_Work to be completed_
In the records below, find each line that holds "after" and return it.

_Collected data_
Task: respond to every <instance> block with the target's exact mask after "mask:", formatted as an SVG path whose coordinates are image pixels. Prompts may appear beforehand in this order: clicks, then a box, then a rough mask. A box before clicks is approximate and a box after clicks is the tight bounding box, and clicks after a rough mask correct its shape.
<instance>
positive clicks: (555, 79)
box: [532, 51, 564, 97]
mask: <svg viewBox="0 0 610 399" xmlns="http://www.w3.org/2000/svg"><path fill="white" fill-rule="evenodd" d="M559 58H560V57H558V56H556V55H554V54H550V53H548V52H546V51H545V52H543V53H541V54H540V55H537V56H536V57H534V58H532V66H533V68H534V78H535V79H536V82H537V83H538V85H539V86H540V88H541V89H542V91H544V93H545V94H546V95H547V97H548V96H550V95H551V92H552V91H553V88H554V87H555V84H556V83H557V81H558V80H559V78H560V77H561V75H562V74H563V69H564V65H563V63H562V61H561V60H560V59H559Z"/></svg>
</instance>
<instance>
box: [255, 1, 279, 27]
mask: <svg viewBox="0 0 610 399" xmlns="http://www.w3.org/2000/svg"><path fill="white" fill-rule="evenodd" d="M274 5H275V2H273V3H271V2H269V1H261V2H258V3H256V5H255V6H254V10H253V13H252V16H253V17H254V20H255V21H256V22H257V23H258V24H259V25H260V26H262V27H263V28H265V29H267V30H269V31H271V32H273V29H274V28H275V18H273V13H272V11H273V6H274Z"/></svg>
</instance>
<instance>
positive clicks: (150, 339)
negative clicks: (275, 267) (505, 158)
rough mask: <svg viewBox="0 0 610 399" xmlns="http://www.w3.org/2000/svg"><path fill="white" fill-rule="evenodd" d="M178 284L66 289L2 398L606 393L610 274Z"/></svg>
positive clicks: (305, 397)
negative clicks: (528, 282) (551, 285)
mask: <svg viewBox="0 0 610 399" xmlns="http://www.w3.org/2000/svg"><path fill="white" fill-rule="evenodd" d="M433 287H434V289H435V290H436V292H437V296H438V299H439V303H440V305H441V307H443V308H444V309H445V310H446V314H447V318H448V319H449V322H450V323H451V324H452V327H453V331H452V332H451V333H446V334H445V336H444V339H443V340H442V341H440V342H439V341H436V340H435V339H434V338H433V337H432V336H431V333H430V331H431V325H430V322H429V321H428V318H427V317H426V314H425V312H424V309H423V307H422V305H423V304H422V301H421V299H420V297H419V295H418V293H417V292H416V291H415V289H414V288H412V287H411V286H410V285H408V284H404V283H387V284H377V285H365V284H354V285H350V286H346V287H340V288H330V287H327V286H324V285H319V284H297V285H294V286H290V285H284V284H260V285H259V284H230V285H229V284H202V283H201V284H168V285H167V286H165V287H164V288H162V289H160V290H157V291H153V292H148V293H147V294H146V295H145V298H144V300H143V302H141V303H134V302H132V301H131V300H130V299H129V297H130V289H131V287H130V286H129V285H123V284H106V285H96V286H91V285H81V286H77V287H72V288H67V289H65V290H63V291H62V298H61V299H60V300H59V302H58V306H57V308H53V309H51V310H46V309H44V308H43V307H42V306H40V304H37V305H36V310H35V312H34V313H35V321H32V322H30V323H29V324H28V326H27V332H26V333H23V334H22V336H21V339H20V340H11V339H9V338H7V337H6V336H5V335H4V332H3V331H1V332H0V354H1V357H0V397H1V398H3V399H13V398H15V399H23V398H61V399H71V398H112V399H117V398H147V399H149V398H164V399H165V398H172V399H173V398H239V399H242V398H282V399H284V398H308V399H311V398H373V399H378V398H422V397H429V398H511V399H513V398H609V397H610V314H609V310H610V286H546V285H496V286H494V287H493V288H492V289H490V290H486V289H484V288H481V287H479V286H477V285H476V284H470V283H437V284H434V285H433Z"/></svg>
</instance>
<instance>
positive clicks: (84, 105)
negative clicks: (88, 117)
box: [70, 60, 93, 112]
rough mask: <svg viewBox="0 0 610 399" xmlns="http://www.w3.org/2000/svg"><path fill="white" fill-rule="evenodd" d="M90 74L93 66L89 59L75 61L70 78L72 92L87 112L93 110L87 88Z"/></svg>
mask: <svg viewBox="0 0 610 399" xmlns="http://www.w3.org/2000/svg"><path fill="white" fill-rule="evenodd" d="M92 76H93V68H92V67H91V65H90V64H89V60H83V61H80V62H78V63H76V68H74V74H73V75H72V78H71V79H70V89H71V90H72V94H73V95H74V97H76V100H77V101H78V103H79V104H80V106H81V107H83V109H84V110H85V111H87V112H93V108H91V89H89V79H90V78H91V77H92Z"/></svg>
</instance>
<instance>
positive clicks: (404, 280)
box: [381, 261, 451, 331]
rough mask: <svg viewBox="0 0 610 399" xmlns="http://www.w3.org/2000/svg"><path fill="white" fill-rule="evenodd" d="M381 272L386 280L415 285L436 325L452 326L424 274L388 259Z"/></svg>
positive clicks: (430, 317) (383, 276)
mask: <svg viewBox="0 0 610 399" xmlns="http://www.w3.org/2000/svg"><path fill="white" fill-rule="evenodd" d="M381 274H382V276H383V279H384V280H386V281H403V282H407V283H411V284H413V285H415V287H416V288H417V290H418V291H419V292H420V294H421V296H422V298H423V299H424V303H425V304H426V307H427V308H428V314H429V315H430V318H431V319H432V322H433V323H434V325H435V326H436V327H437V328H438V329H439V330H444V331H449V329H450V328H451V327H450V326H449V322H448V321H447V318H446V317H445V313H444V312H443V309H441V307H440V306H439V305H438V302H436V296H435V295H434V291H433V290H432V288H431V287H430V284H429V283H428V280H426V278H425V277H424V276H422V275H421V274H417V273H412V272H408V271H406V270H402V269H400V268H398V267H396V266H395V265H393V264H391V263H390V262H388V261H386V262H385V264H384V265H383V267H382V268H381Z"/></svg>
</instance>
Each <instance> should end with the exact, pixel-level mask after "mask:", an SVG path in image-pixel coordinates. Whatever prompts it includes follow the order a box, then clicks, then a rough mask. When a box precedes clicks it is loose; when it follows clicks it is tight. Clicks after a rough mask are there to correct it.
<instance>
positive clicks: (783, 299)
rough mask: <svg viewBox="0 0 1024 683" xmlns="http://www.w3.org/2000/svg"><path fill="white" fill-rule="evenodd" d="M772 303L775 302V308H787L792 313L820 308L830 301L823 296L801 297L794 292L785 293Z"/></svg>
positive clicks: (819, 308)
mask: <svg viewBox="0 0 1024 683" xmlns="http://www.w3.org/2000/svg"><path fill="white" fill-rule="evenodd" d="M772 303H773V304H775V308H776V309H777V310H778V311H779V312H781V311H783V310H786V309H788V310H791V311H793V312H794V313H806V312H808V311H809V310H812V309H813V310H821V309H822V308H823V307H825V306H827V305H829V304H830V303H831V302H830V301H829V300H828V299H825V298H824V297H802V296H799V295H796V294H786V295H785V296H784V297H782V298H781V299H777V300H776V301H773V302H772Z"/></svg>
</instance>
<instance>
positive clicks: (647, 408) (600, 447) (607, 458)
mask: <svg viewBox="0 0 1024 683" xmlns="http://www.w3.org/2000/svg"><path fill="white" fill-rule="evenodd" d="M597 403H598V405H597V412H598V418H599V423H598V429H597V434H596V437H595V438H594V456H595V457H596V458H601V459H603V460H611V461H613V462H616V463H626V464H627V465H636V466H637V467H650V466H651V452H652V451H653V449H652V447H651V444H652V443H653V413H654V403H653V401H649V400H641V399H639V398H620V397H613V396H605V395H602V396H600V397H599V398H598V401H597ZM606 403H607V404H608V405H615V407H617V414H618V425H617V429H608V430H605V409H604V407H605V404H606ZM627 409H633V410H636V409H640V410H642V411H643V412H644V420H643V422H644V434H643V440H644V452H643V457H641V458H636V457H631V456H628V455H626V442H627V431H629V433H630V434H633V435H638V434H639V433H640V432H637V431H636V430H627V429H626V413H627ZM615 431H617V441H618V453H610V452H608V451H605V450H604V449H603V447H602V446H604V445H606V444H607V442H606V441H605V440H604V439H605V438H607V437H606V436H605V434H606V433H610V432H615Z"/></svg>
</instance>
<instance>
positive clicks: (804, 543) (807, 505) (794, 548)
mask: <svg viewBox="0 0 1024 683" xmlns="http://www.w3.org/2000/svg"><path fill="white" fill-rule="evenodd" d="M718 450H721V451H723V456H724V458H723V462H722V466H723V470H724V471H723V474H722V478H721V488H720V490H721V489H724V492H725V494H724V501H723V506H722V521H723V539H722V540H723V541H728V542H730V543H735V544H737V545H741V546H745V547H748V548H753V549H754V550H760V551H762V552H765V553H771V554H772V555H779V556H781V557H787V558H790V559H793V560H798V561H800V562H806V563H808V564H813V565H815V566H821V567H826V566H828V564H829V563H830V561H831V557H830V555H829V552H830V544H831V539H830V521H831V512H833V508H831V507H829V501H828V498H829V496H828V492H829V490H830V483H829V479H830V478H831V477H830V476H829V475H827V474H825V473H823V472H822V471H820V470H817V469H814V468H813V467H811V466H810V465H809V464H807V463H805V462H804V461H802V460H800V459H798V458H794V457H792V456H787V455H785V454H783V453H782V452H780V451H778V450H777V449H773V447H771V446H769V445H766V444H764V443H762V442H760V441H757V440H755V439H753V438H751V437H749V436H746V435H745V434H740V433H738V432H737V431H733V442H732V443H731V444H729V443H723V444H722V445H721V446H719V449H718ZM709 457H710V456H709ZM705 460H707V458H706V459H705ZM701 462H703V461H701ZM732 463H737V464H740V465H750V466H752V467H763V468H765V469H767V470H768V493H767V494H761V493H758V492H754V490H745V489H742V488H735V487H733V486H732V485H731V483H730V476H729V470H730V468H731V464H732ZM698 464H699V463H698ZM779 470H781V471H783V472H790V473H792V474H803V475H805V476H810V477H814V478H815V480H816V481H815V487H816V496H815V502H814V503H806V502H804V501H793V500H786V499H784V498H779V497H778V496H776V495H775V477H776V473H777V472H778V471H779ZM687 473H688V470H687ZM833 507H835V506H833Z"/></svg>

_Expected answer_
Task: respond to every <instance> block with the target's exact mask after "mask:", formatted as an SVG path whose coordinates are image pixels. Prompts may appear beforehand in this order: clicks, then a box, then a rough mask. A box before clicks is approximate and a box after clicks is the tight bounding box, and clicks after a rough mask correct its shape.
Each <instance> should end with the exact, pixel-level mask after "mask:", an SVG path in image-pixel coordinates. Whatever prompts it includes follow the order a box, then clicks, then a rough mask. When a box precedes clicks it is loose; when it follows clicks it is tight. Clicks after a rough mask are there to correct it.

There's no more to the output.